# Brand new motherboard no sound.



## iKhan (May 26, 2012)

Built my unlcle a new PC with an AMD FX 6100 and ASUS M5A78L-M LX motherboard. 

All is well except for sound. I can't hear anything. Front panel no sound, rear input no sound. It's defietely not my speakers. In case you're all wondering...yes I installed the Realtek driver.


----------



## Jetster (May 26, 2012)

Disconnect the front panel at the header. Does it work now?  Check it with headphones and speakers  Rear out (not input) of course

You have to install the driver and HD software. And the front panel should have two plugs and AC97 and an HD audio. If you plug the AC97 in it wont work


----------



## eidairaman1 (May 26, 2012)

Sometimes motherboard jumpers are the issue, Id read the motherboard manual for the audio and jumper block setups.

All Else Fails You have 2 Options

1 Buy a Sound card

2 Replace the Motherboard

n Honesty that board is a budget series board


----------



## Aquinus (May 26, 2012)

Since you have the driver installed I take it your computer recognized that you do indeed have an audio device detected. What do you have for playback devices? Does it say any of them are enabled?

Also if you're using HDMI, make sure the default device is correct.


----------



## iKhan (May 27, 2012)

Thanks for the help guys. I've tried both Realtek drivers from ASUS website and the one included on the CD. 

I bought this same exact setup. PC is down at the moment since I'm swapping parts.

If audio works on my setup, pretty sure uncle's board is a dud. I will give you guys an update in a few days.


----------



## Deleted member 3 (May 27, 2012)

eidairaman1 said:


> n Honesty that board is a budget series board



And?




Does the mixer show a signal when playing sound? Is the default audio device the right one? ie not spdif when using some jack output?


----------



## micropage7 (May 27, 2012)

check your bios setting too
onboard sound should be enabled


----------



## Aquinus (May 27, 2012)

iKhan said:


> Thanks for the help guys. I've tried both Realtek drivers from ASUS website and the one included on the CD.
> 
> I bought this same exact setup. PC is down at the moment since I'm swapping parts.
> 
> If audio works on my setup, pretty sure uncle's board is a dud. I will give you guys an update in a few days.



What makes you think that? You just told us there is no sound with no analysis of what is going on so I'm wondering how you came to that conclusion. You might want to slow down, take a step back, and methodically check everything.

A: Does Windows detect the audio device?
B: Is the driver actually installer?
C: Can you see playback devices in the sound mixer?
D: Is the right playback device selected as default?
E: Did you plug the speakers into the right port (green is typical for left/right, not orange, black, blue, green, or pink, but green.)

Follow those steps, find out where your problem begins and report back. We're willing to help you but only if you're will to listen to us.


----------



## iKhan (May 27, 2012)

Aquinus said:


> What makes you think that? You just told us there is no sound with no analysis of what is going on so I'm wondering how you came to that conclusion. You might want to slow down, take a step back, and methodically check everything.
○ ○ ○
Given instruction a >>
Answer these questions on the motherboard sound thread:
(i) Which processor went into the new PC built for the uncle?
(ii) Which of the two front panel plugs does Jetster say won't work if plugged in?
(iii) What port color does Aquinus call typical for left/right speakers?

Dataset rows
○ ○ ○
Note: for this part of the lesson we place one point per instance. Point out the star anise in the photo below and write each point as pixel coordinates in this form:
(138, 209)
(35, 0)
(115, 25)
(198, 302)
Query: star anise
○ ○ ○
Given instruction b >> Please copy all of the dataset rows verbatim, line for line.

Task response a >>
(i) An AMD FX 6100.
(ii) The AC97 plug.
(iii) Green.

Task response b >>
Note: for this part of the lesson we place one point per instance. Point out the star anise in the photo below and write each point as pixel coordinates in this form:
(138, 209)
(35, 0)
(115, 25)
(198, 302)
Query: star anise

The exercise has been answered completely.